----- SUPPLIED ENTRIES

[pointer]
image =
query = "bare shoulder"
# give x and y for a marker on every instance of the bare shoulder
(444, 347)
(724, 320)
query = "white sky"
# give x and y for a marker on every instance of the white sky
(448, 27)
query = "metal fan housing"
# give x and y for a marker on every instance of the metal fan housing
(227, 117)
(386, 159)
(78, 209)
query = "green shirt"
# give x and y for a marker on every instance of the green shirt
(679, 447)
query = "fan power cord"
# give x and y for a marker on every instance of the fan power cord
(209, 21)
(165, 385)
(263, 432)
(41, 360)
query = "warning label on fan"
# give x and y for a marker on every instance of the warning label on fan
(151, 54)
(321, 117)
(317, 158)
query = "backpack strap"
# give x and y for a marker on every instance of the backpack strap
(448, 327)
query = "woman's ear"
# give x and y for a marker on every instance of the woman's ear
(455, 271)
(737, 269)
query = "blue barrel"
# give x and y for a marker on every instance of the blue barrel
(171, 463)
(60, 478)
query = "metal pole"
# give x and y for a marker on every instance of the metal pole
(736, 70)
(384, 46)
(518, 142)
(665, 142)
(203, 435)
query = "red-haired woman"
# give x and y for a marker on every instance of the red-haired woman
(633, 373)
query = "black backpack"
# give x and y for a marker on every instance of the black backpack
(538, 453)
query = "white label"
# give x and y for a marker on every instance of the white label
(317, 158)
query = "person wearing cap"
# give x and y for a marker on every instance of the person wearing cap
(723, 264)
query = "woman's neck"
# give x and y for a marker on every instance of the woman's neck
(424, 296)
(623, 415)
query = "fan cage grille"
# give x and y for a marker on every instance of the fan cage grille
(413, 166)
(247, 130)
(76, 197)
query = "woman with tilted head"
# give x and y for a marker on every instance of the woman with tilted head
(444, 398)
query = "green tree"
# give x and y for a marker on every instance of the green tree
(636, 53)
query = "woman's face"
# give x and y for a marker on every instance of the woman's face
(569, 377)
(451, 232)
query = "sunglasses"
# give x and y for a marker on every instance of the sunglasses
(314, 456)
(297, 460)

----------

▶ _WHAT IS REQUIRED_
Quote each line of the data above exactly as written.

▶ _SOLUTION FOR THIS PROBLEM_
[pointer]
image =
query = "bare shoulder"
# give x and y for a marker on every instance of the bare shoulder
(444, 347)
(724, 320)
query = "white sky"
# give x and y for a marker on every instance of the white sky
(448, 27)
query = "metal fan housing"
# give x and y for a marker on every instance of the metal fan housing
(227, 117)
(386, 159)
(78, 209)
query = "green shirt"
# give x and y for a marker on every instance of the green shirt
(679, 447)
query = "fan power cord"
# give x and y for a marker on every instance of the fan power cord
(209, 21)
(165, 385)
(263, 432)
(41, 360)
query = "warning label on fan"
# give x and y for a marker on every instance of the warning label on fan
(151, 54)
(321, 117)
(317, 158)
query = "backpack strap"
# give x and y for a marker on every instance of the backpack strap
(448, 327)
query = "woman's ear"
# give x and y for a marker on every instance of the woman's ear
(455, 271)
(737, 269)
query = "blue barrel"
# give x and y for a marker on every instance of the blue barrel
(171, 463)
(60, 478)
query = "metal pole"
# give x and y for a marker on every instance of the metal pole
(736, 70)
(384, 46)
(518, 142)
(665, 142)
(203, 435)
query = "red-haired woman"
# give x and y for a marker on every instance of the red-haired woman
(633, 373)
query = "black backpack"
# give x and y for a marker on every instance of the black backpack
(538, 453)
query = "white label"
# give x and y for a marker on every instance of the white label
(317, 158)
query = "person wearing cap"
# give x and y for a marker on every instance of the person wearing cap
(723, 264)
query = "woman's neck"
# give x and y for a marker on every instance of the woman's neck
(424, 296)
(623, 415)
query = "fan cage grille"
# give x and y for a marker on every instance of the fan cage grille
(413, 166)
(247, 130)
(76, 197)
query = "woman with tilted head"
# give x and y for a marker on every instance of the woman with tilted head
(444, 398)
query = "green tree"
# give x and y for a marker on every instance of the green tree
(636, 53)
query = "woman's face"
# give x and y for a marker on every instance of the woman's face
(569, 377)
(451, 232)
query = "sunglasses"
# give x and y for a marker on every instance of the sunglasses
(314, 456)
(297, 460)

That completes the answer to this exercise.